RECORDS SHOWN Block Start

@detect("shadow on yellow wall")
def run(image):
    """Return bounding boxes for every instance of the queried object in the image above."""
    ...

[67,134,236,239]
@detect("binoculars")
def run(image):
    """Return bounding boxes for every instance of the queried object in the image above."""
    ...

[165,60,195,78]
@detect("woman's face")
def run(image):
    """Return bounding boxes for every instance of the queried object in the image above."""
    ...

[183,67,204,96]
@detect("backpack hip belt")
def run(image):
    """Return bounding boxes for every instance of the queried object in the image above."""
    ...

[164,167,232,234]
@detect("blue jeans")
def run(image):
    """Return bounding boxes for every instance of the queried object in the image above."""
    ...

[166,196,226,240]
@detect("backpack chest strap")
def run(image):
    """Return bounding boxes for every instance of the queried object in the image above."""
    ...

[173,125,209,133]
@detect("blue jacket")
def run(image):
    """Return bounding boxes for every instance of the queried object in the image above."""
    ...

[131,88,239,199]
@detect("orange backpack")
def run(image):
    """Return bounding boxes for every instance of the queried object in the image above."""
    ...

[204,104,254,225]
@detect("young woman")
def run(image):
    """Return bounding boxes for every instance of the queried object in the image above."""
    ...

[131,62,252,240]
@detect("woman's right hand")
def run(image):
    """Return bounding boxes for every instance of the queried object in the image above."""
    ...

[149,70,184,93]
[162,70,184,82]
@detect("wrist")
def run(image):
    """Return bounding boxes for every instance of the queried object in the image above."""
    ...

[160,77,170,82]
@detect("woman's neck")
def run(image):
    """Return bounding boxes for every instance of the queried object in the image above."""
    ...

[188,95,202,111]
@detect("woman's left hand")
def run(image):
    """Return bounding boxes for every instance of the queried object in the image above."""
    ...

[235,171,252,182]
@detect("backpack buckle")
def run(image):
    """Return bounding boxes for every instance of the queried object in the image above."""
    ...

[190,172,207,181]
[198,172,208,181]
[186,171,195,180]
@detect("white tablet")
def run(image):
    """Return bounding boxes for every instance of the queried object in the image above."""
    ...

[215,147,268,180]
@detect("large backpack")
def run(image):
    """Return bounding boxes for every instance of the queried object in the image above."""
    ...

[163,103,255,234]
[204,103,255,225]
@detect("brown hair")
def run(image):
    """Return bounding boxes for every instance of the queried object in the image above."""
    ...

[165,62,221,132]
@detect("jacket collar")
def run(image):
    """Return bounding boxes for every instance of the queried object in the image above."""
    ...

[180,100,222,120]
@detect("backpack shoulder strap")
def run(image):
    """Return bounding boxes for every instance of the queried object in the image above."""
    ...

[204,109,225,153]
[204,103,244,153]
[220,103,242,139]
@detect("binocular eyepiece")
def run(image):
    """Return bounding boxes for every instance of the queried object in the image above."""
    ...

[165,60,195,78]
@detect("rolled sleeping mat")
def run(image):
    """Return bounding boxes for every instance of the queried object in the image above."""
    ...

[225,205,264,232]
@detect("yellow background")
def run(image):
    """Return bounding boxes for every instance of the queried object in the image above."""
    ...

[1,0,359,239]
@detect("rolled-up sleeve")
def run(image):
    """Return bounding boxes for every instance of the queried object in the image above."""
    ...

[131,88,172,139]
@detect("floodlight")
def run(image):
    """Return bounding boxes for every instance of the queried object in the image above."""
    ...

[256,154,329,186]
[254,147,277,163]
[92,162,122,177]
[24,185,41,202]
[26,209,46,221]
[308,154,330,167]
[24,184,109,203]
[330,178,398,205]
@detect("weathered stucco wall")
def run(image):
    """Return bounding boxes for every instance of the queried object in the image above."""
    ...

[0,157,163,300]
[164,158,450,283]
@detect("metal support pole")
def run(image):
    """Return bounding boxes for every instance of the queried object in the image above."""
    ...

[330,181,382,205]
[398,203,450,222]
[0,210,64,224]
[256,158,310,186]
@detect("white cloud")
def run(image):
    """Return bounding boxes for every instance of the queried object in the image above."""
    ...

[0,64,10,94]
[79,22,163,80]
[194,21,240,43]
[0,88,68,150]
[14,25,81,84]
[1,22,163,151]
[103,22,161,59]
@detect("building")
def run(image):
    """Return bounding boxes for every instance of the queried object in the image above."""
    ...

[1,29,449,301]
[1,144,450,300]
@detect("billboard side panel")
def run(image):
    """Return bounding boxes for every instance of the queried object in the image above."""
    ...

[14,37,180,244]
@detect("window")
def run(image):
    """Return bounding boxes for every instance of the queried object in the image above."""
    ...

RECORDS SHOWN Block End

### EXERCISE OBJECTIVE
Each entry needs to be written out again, exactly as given.

### OUTPUT FOR THIS TASK
@detect("shadow on yellow wall")
def run(image):
    """Return bounding boxes for every instance of the queried object in the image above."""
    ...

[67,134,236,239]
@detect("binoculars")
def run(image):
    """Return bounding boxes for every instance of the queried object in the image above."""
    ...

[165,60,195,78]
@detect("woman's face")
def run(image):
    """Return bounding boxes for every instance of the queried object in the image above."""
    ...

[183,67,204,96]
@detect("backpack hip belt")
def run(image):
    """Return bounding boxes for every instance of the queried object in the image above."""
    ...

[164,167,232,234]
@detect("blue jeans")
def run(image):
    """Return bounding boxes for every instance of the queried object in the image above."""
    ...

[166,196,226,240]
@detect("backpack chest strap")
def run(image):
    """Return bounding boxes for every instance of the queried object in the image above."""
    ...

[173,125,209,133]
@detect("blue jacket")
def run(image):
    """Return bounding boxes for every instance of the queried object in the image above."""
    ...

[131,88,239,199]
@detect("orange backpack")
def run(image):
    """Return bounding boxes for every instance of the queried object in the image above."""
    ...

[204,104,254,225]
@detect("young woman")
def run(image):
    """Return bounding boxes for every instance of the queried object in the image above."""
    ...

[131,62,252,240]
@detect("woman's right hand")
def run(image):
    """Return bounding boxes for every instance of the queried object in the image above."""
    ...

[149,70,184,93]
[162,70,184,82]
@detect("wrist")
def run(image):
    """Return bounding boxes for every instance of the queried object in the image above."""
    ...

[160,77,170,82]
@detect("woman's neck")
def run(image):
    """Return bounding boxes for every instance of the queried object in the image above."""
    ...

[188,95,202,111]
@detect("woman's left hand")
def run(image):
    """Return bounding boxes for every instance of the queried object in the image above."""
    ...

[235,171,252,182]
@detect("backpack buckle")
def run(image):
    """Return bounding boxes for every instance of the queried object in the image above."""
    ...

[190,172,207,181]
[198,172,208,181]
[186,171,195,180]
@detect("white tablet")
def run(image):
    """Return bounding boxes for every instance of the queried object in the image above."""
    ...

[215,147,268,180]
@detect("large backpack")
def run(image):
    """Return bounding boxes for every instance of the queried object in the image above."""
    ...

[163,103,255,234]
[204,103,255,225]
@detect("brown hair")
def run(image):
    """Return bounding boxes for every instance of the queried object in the image above."""
    ...

[165,62,221,132]
@detect("jacket collar")
def run(image):
    """Return bounding boxes for every instance of the queried object in the image above."""
    ...

[180,100,222,120]
@detect("backpack shoulder strap")
def run(image):
    """Return bounding boxes for every instance of the queried object in the image above."""
    ...

[204,109,225,153]
[204,103,244,153]
[220,103,242,139]
@detect("binocular eyepiece")
def run(image):
    """Return bounding boxes for every instance of the queried object in the image above."""
    ...

[165,60,195,78]
@detect("rolled sleeping mat")
def run(image):
    """Return bounding boxes for every instance of the queried object in the image above."""
    ...

[225,205,264,232]
@detect("yellow background")
def run(image):
    """Return bounding boxes for every instance of the queried object in the image above."""
    ...

[1,0,359,239]
@detect("rolled-up sleeve")
def run(image):
    """Return bounding boxes for every instance of the queried object in the image above."""
    ...

[131,88,172,139]
@detect("floodlight")
def run(image):
    """Return bounding boxes for every instance of the queried object in the image above."""
    ...

[256,154,329,186]
[254,147,277,163]
[92,162,122,177]
[24,185,41,202]
[26,209,46,221]
[308,154,330,167]
[24,184,109,203]
[330,178,398,205]
@detect("weathered stucco wall")
def run(image):
    """Return bounding boxes for every instance of the queried object in the image above."""
    ...

[0,157,163,300]
[164,158,450,283]
@detect("metal support pole")
def run(image):
    """Return bounding boxes for every instance of the queried object in the image above."""
    ...

[330,181,382,205]
[398,203,450,222]
[0,210,64,224]
[256,158,310,186]
@detect("white cloud")
def run(image):
    """Return bounding boxes for every instance of the queried object in the image above."""
    ...

[0,64,10,94]
[79,22,163,80]
[194,21,240,43]
[0,88,68,150]
[14,25,81,84]
[1,22,163,151]
[103,22,161,59]
@detect("building")
def run(image):
    """Return bounding boxes for every instance of the queried object in the image above."""
    ...

[1,29,449,301]
[1,144,450,300]
@detect("billboard side panel")
def run(image):
    """Return bounding boxes for every instance of the queried object in the image above."""
    ...

[14,37,180,244]
@detect("window")
def run(image):
    """Return bounding boxes for every instance of the queried object in the image above."""
    ...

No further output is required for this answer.